- [Given instruction] Lines before the one containing "the bride in" are excluded; retype that line and all remaining lines of the material exactly.

----- Data rows -----

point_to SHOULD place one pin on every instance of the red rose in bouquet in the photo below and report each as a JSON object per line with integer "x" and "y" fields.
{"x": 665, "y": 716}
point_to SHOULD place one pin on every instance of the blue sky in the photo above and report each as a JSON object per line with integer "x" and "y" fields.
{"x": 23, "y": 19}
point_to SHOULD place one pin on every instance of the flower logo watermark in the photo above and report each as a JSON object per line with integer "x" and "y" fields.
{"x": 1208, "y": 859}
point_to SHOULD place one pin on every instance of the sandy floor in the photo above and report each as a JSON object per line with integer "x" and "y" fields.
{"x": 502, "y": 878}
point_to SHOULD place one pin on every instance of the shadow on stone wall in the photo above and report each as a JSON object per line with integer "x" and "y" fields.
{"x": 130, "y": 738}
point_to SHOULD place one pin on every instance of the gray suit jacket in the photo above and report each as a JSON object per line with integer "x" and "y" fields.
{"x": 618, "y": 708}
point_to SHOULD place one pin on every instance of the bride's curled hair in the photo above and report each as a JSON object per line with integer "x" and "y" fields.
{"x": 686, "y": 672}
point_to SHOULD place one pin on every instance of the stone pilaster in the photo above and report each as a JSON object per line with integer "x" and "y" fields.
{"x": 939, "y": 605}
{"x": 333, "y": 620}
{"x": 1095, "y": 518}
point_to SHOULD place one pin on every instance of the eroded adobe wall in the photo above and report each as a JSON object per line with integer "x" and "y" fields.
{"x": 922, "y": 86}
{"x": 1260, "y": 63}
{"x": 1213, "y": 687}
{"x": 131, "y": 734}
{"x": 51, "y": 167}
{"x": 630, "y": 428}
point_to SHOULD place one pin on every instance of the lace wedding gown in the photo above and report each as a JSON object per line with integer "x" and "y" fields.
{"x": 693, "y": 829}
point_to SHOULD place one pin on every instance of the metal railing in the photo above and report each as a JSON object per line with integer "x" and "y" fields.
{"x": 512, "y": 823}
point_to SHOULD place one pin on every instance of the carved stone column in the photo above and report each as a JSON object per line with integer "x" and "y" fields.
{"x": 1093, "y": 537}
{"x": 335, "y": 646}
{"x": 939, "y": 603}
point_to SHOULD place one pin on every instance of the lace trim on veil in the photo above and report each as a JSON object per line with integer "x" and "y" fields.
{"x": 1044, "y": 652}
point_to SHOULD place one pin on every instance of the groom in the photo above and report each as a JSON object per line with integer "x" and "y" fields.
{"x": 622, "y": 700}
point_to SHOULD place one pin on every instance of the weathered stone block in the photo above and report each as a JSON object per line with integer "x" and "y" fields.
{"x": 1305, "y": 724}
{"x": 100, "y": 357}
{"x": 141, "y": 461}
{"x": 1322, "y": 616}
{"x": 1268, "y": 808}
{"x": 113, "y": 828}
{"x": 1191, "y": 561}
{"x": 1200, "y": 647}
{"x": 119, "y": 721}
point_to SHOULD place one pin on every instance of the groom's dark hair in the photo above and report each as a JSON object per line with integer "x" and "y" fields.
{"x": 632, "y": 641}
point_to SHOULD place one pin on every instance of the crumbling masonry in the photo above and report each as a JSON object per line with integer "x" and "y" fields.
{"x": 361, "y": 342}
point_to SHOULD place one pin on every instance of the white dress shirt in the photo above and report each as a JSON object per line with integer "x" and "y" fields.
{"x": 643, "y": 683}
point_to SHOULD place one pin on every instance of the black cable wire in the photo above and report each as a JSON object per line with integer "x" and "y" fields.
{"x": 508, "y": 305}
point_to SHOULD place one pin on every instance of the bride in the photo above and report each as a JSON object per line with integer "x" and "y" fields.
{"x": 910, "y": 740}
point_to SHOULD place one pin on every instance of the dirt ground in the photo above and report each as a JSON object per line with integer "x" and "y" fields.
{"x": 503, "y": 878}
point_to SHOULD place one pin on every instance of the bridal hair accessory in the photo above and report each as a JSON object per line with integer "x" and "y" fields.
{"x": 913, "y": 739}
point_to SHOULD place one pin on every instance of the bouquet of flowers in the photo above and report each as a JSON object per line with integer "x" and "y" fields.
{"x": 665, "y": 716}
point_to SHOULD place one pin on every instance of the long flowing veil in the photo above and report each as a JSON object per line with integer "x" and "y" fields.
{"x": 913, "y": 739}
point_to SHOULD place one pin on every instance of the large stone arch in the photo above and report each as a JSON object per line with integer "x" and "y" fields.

-----

- [Task answer]
point_to SHOULD place one pin on every instance of the bride in the photo above and report each as a JSON object per line with integer "x" and "y" fields.
{"x": 910, "y": 740}
point_to SHOULD place one pin on every instance of the dirt ground in the photo above and report each as a JSON object per line with integer "x" and "y" fields.
{"x": 503, "y": 878}
point_to SHOULD place one pin on every instance of the bridal hair accessory in the photo above and report each as a JSON object per line with integer "x" and "y" fields.
{"x": 913, "y": 739}
point_to SHOULD place one pin on every instance of the bouquet of flowers in the photo above and report each as a JSON object per line with integer "x" and "y" fields.
{"x": 665, "y": 716}
point_to SHOULD place one pin on every instance of the long flowing veil in the photo above and report each as a JSON object per line with integer "x" and "y" fields.
{"x": 913, "y": 739}
point_to SHOULD place one pin on every instance of the large stone arch in the photo above and report each as a JSON object per line with integer "x" and "y" fields.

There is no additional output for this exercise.